Collected data entries
####################

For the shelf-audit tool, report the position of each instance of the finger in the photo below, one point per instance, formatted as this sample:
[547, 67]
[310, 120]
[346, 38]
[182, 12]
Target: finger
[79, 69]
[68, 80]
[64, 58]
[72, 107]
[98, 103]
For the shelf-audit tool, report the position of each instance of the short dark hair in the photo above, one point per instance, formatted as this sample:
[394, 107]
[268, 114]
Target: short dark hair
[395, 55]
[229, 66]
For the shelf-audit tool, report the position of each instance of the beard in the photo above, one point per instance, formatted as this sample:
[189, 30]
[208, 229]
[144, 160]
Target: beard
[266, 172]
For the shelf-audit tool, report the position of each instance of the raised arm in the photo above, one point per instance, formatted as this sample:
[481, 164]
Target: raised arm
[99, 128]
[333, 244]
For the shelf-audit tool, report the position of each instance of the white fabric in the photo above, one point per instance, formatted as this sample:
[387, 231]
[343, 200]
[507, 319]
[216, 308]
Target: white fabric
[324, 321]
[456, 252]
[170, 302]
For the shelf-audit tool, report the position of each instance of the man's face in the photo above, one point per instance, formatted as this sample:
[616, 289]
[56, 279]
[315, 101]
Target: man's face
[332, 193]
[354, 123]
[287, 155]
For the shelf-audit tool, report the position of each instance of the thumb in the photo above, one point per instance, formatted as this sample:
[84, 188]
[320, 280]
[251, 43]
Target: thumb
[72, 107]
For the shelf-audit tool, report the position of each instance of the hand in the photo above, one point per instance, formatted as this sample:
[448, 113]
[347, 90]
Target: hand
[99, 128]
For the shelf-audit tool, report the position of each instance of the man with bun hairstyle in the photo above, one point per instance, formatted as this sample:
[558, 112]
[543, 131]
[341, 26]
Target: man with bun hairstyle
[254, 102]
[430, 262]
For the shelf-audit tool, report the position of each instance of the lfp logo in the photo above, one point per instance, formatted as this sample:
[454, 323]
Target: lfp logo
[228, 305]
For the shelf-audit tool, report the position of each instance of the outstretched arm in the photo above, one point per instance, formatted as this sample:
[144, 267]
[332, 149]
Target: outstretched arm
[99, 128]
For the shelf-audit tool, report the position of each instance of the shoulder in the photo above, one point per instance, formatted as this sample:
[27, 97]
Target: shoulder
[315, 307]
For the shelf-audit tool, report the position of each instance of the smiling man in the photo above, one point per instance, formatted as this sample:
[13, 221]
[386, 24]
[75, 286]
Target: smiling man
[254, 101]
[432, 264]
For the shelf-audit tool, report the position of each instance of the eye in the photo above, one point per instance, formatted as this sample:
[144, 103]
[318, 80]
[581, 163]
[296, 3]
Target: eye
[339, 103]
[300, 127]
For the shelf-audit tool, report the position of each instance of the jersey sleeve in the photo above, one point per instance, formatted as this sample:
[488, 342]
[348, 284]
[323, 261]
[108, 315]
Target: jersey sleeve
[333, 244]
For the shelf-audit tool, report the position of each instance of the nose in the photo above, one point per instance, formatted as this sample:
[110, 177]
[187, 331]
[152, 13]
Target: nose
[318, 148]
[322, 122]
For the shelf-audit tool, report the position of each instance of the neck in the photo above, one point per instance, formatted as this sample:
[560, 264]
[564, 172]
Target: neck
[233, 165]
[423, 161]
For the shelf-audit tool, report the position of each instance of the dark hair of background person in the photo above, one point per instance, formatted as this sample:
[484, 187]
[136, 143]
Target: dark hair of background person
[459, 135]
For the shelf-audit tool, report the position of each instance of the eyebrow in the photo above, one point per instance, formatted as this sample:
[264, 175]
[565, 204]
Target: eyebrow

####################

DIRECTIONS
Recast every line of the entries above as a Markdown table with the columns Row and Line. Number the rows and skip any blank lines.

RIGHT ANSWER
| Row | Line |
|---|---|
| 1 | For the shelf-audit tool, report the position of each instance of the finger in the photo below, one point per instance, formatted as this sample: |
| 2 | [547, 67] |
| 3 | [310, 120] |
| 4 | [346, 38] |
| 5 | [182, 12] |
| 6 | Target: finger |
| 7 | [79, 69] |
| 8 | [68, 80] |
| 9 | [64, 58] |
| 10 | [72, 107] |
| 11 | [98, 103] |
| 12 | For the shelf-audit tool, report the position of each instance of the short dark hair in the photo above, one point per instance, formatted as this sample: |
| 13 | [394, 107] |
| 14 | [268, 114] |
| 15 | Target: short dark hair |
| 16 | [395, 55] |
| 17 | [229, 66] |
| 18 | For the shelf-audit tool, report the position of each instance of the beard in the photo above, one point per instance, formatted as this sample: |
| 19 | [189, 30] |
| 20 | [208, 229] |
| 21 | [144, 160] |
| 22 | Target: beard |
| 23 | [266, 172] |
| 24 | For the shelf-audit tool, report the position of each instance of the raised arm in the photo above, one point per instance, formatted as this sample: |
| 25 | [481, 164] |
| 26 | Target: raised arm |
| 27 | [99, 128] |
| 28 | [333, 244] |
| 29 | For the shelf-audit tool, report the position of each instance of the white fabric in the photo above, one point per instance, formatted as this sample: |
| 30 | [387, 231] |
| 31 | [343, 200] |
| 32 | [507, 319] |
| 33 | [216, 308] |
| 34 | Target: white fabric |
| 35 | [324, 321] |
| 36 | [456, 252] |
| 37 | [170, 302] |
| 38 | For the shelf-audit tool, report the position of each instance of the man's face in the photo above, one point per instance, formatted as this sample: |
| 39 | [616, 289] |
| 40 | [56, 279] |
| 41 | [315, 101] |
| 42 | Target: man's face |
| 43 | [332, 193] |
| 44 | [354, 123] |
| 45 | [287, 155] |
| 46 | For the shelf-audit tool, report the position of each instance of the thumb in the photo above, one point per instance, formatted as this sample: |
| 47 | [84, 188] |
| 48 | [320, 280] |
| 49 | [251, 43] |
| 50 | Target: thumb |
| 51 | [72, 107] |
| 52 | For the shelf-audit tool, report the position of each instance of the hand in the photo above, one point per instance, formatted as this sample: |
| 53 | [448, 113] |
| 54 | [347, 90] |
| 55 | Target: hand |
| 56 | [99, 128] |
| 57 | For the shelf-audit tool, report the position of each instance of the man with bun hairstyle in the photo above, one point per instance, formatted as this sample: |
| 58 | [558, 112] |
| 59 | [543, 131] |
| 60 | [341, 26] |
| 61 | Target: man with bun hairstyle |
| 62 | [254, 102] |
| 63 | [430, 262] |
| 64 | For the shelf-audit tool, report the position of each instance of the lfp logo in the photo above, one point per instance, formatted as this sample: |
| 65 | [454, 323] |
| 66 | Target: lfp logo |
| 67 | [228, 305] |
| 68 | For the shelf-audit tool, report the position of each instance of the outstretched arm in the photo above, one point per instance, formatted as this sample: |
| 69 | [144, 267] |
| 70 | [332, 149] |
| 71 | Target: outstretched arm |
| 72 | [99, 128] |
| 73 | For the shelf-audit tool, report the position of each instance of the shoulder in the photo above, one point per instance, formatted as this sample: |
| 74 | [27, 97] |
| 75 | Target: shoulder |
| 76 | [315, 307] |
| 77 | For the shelf-audit tool, report the position of each instance of the smiling man in the photo above, one point per instance, formatted as this sample: |
| 78 | [13, 221] |
| 79 | [386, 24] |
| 80 | [75, 286] |
| 81 | Target: smiling man |
| 82 | [254, 101] |
| 83 | [432, 264] |
| 84 | For the shelf-audit tool, report the position of each instance of the eye in the photo above, one point per instance, formatted as this sample: |
| 85 | [144, 103] |
| 86 | [318, 80] |
| 87 | [581, 163] |
| 88 | [296, 3] |
| 89 | Target: eye |
| 90 | [339, 103] |
| 91 | [300, 127] |
| 92 | For the shelf-audit tool, report the position of each instance of the jersey sleeve in the photo above, one point per instance, formatted as this sample: |
| 93 | [488, 342] |
| 94 | [348, 284] |
| 95 | [323, 261] |
| 96 | [108, 315] |
| 97 | Target: jersey sleeve |
| 98 | [333, 244] |
| 99 | For the shelf-audit tool, report the position of each instance of the nose in the photo above, one point per instance, formatted as this sample: |
| 100 | [110, 177] |
| 101 | [187, 331] |
| 102 | [152, 13] |
| 103 | Target: nose |
| 104 | [318, 148] |
| 105 | [322, 122] |
| 106 | For the shelf-audit tool, report the position of each instance of the neck in the photo above, one point per instance, formatted as this sample: |
| 107 | [560, 264] |
| 108 | [564, 172] |
| 109 | Target: neck |
| 110 | [233, 165] |
| 111 | [423, 161] |
| 112 | For the shelf-audit tool, report the position of each instance of the dark hair of background person in the photo above, one point per instance, formatted as this sample: |
| 113 | [484, 187] |
| 114 | [136, 143] |
| 115 | Target: dark hair of background person |
| 116 | [459, 135] |
| 117 | For the shelf-audit tool, report the position of each instance of the eyebrow in the photo above, one point per instance, formatted as this sample: |
| 118 | [264, 175] |
| 119 | [565, 204] |
| 120 | Target: eyebrow |